> TASKS TO PERFORM
1. From the Northland Budget article, extract everything from "There's also an" down to "will be scrapped.".
2. Answer these questions from the Northland Budget article:
(a) How much money from last year's Budget was set aside for the Whangārei Hospital?
(b) In what year did talks on redeveloping the hospital begin?
(c) How much is going to Pharmac to buy more cancer drugs?

> SOURCE DOCUMENT
↓

Northlanders are among the winners from Thursday's Budget, with millions of dollars in assistance - including a new Whangārei Hospital - set to come to the region.
Finance Minister Grant Robertson's fifth Budget provided some lollies for Northland.
But not everybody is happy about the Budget, with National's Finance spokeswoman Nicola Willis saying the Budget confirms Robertson's spending is out of control.
And Te Pāti Māori said it offered little more than crumbs for Māori.
Robertson announced new hospital funding for Whangārei - $572 million from last year's Budget would be added to, with millions more once Northland District Health Board submits a business case for the extra work needed at the ageing hospital.
The hospital does not meet building standards or requirements for clinical best practice and the district health board has been reporting "decay and dilapidation" to the Government for years. There have been reports of raw sewage leaking down the inside of walls of the hospital's medical wing.
Redevelopment talks began in 2015, but Te Tai Tokerau's population has boomed since the original designs were submitted.
There's also an $8 billion increase in national health spending, including $71m for Pharmac to buy more cancer drugs and more money for ambulances and the rebuilding of run-down hospitals. Schools will get $777m in capital investment for new classrooms and the decile system will be scrapped.

↑

> EXERCISE DATA
↓

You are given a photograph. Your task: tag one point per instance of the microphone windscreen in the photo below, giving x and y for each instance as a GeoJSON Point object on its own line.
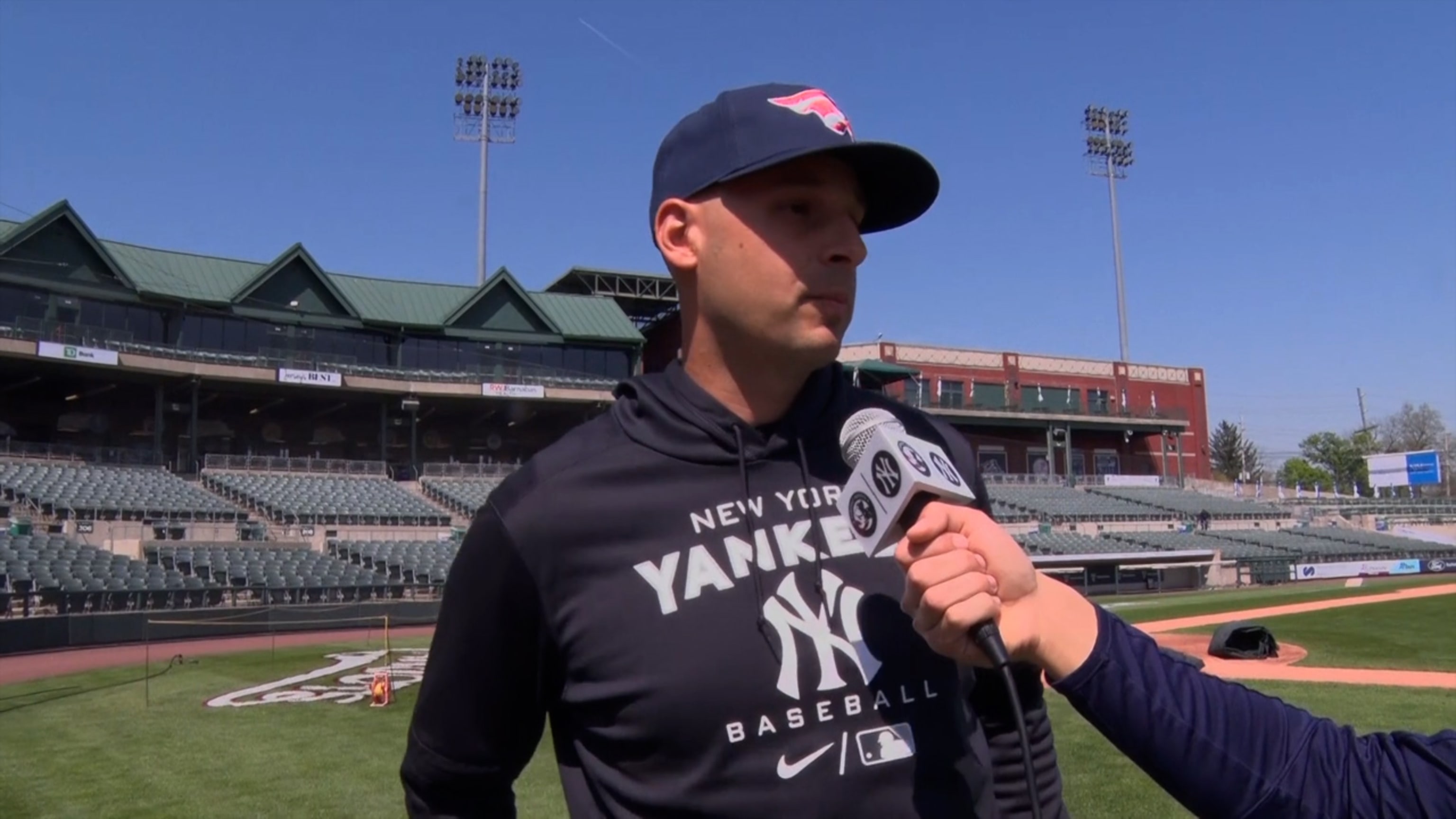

↑

> YOUR RESPONSES
1.
There's also an $8 billion increase in national health spending, including $71m for Pharmac to buy more cancer drugs and more money for ambulances and the rebuilding of run-down hospitals. Schools will get $777m in capital investment for new classrooms and the decile system will be scrapped.

2.
(a) $572 million
(b) 2015
(c) $71m